# Task statement
Please rewrite the stretch of the listing from its start through the line containing "142,73 -> 401,228", keeping every line, requests included. Multiply each box coordinate in the answers by 1.25 and round it to a whole number, halves going up, but leave the numbers in the requests and their format samples as they are.

# Listed entries

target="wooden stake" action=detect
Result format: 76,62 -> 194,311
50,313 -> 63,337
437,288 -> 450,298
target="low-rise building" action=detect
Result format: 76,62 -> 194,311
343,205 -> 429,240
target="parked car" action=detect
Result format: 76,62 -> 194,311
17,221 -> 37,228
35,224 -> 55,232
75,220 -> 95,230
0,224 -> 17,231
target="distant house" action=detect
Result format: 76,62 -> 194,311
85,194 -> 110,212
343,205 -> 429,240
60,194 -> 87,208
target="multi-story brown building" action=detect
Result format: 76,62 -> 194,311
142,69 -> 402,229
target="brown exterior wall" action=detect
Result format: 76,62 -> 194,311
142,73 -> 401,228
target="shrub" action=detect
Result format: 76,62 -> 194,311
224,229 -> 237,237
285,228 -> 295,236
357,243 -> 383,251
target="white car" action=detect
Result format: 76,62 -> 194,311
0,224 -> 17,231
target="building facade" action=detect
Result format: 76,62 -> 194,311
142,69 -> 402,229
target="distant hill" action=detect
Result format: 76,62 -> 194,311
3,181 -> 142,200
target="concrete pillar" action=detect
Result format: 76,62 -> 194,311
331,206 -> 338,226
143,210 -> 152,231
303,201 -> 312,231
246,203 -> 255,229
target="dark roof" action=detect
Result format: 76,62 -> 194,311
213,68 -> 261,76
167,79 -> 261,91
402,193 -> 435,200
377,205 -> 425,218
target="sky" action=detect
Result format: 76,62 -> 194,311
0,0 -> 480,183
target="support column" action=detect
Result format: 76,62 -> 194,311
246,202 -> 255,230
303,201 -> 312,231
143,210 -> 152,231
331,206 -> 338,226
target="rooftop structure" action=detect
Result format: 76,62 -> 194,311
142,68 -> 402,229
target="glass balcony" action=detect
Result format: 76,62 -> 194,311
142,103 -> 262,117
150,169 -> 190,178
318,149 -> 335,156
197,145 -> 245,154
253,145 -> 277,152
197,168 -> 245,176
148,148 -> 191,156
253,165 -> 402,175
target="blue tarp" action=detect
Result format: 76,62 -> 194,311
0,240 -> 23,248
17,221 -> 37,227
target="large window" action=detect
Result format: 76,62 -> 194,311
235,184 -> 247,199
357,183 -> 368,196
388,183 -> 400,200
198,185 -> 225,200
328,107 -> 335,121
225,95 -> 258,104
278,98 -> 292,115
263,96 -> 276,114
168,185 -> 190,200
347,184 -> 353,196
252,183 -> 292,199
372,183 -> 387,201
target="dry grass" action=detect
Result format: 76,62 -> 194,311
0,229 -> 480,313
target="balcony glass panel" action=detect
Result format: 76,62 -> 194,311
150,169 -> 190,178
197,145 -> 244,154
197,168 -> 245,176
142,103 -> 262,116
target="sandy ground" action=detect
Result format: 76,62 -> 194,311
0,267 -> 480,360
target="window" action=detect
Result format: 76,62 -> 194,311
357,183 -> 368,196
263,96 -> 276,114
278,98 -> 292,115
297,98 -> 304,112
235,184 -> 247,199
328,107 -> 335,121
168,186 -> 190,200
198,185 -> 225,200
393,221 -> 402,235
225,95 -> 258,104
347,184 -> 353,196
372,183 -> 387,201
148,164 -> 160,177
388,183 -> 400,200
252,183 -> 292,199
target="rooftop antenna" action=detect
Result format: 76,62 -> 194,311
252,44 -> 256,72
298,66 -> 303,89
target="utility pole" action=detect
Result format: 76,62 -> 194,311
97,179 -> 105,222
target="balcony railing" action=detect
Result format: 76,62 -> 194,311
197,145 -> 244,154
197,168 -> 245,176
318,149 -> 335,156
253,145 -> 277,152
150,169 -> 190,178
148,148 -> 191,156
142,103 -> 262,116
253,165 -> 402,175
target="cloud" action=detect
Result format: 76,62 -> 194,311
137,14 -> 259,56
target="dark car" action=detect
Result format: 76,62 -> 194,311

# Task solution
target="wooden stake" action=detect
Result format: 76,62 -> 194,311
63,391 -> 79,421
546,360 -> 563,373
target="low-rise building" action=detect
Result format: 76,62 -> 194,311
429,256 -> 536,300
target="parked car" action=detect
Result format: 76,62 -> 194,311
21,276 -> 46,285
44,280 -> 69,290
94,275 -> 119,288
0,280 -> 21,289
target="distant house" action=detect
Result format: 76,62 -> 194,311
106,243 -> 138,265
429,256 -> 536,300
75,243 -> 109,260
target="multi-story brown building" action=detect
Result format: 76,62 -> 194,311
178,86 -> 503,286
target="brown exterior wall" action=detect
Result format: 76,62 -> 194,311
178,91 -> 501,285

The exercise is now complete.